[Page excerpt Boundary: Start]

The lawsuit doesn't ask for a judge to halt the commission from offering the permits. However, Speak Up Wekiva and groups supporting the lawsuit — the Sierra Club, the Massachusetts-based Environmental Action, the League of Women Voters of Florida and the Center for Biological Diversity — want the state agency to suspend permitting until the lawsuit is settled.

"If they do sell the permits, and the hunt is ruled unconstitutional, they'll have to pay everyone back, and that could be very time-consuming," said Chuck O'Neal, a Longwood resident and member of Speak Up Wekiva whose name also appears on the lawsuit.

Smith said permitting remains on schedule to begin Monday.

Supporters of bear hunting derided the lawsuit as hindering efforts to reduce human-bear conflicts.

"The FWC is a constitutional body charged with 'managing fish and wildlife resources for their long-term well-being and the benefit of people,' "National Rifle Association lobbyist Marion Hammer said in an email Friday. "Political organizations that try to second guess the professionalism of the commission and the agency are interlopers who obviously put bears before the safety and lives of children."

Opponents of the hunt have argued that Florida's increased human population is expanding into wildlife habitat and that the state should further implement non-lethal rules, such as bear-proofing trash containers, prohibiting people from feeding wild bears and cracking down on the illegal harvesting of saw palmetto berries, which is a staple of a bear's diet.

[Page excerpt Boundary: End]

> _Exercise 1_
In the passage on the bear hunt lawsuit, rewrite the part from "Opponents of the" to "a bear's diet.", substituting "garbage cans" for "trash containers".
> _Exercise 2_
Summarize the passage on the bear hunt lawsuit in two sentences.

[Input data Boundary: Start]

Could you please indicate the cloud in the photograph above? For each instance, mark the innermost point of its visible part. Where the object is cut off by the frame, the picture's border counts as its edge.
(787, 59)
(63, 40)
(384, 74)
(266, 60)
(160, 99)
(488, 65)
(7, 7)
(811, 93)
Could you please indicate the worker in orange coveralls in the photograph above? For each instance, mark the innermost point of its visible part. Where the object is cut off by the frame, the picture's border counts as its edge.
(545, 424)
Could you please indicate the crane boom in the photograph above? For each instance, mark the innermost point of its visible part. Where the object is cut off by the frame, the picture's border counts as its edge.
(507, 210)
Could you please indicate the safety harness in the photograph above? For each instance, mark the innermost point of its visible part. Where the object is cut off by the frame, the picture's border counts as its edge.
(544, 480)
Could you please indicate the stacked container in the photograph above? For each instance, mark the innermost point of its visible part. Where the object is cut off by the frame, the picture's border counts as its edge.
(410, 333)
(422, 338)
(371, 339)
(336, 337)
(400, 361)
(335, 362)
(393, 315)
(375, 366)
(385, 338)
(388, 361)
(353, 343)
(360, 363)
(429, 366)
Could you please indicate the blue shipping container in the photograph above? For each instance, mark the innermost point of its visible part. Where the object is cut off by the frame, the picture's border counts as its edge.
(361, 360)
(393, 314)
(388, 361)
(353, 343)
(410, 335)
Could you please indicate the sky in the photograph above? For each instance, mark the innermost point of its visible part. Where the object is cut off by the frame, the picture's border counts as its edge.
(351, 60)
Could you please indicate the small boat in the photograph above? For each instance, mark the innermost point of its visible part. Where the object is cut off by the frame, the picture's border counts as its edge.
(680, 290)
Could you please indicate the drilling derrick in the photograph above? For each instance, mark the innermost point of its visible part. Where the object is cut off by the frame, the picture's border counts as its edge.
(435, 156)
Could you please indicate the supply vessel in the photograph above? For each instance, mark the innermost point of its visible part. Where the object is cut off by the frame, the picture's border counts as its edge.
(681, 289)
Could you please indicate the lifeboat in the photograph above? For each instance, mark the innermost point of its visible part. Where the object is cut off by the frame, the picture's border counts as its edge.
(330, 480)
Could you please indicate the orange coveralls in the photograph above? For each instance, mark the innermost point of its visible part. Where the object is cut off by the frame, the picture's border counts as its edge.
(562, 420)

[Input data Boundary: End]

> _Response area 1_
Opponents of the hunt have argued that Florida's increased human population is expanding into wildlife habitat and that the state should further implement non-lethal rules, such as bear-proofing garbage cans, prohibiting people from feeding wild bears and cracking down on the illegal harvesting of saw palmetto berries, which is a staple of a bear's diet.

> _Response area 2_
The lawsuit does not ask a judge to stop the commission from offering bear hunting permits, but Speak Up Wekiva and its supporting groups want the state agency to suspend permitting until the case is settled, while permitting remains on schedule to begin Monday. Hunting supporters say the lawsuit hinders efforts to reduce human-bear conflicts, and opponents of the hunt argue that the state should further implement non-lethal rules such as bear-proofing trash containers and prohibiting people from feeding wild bears.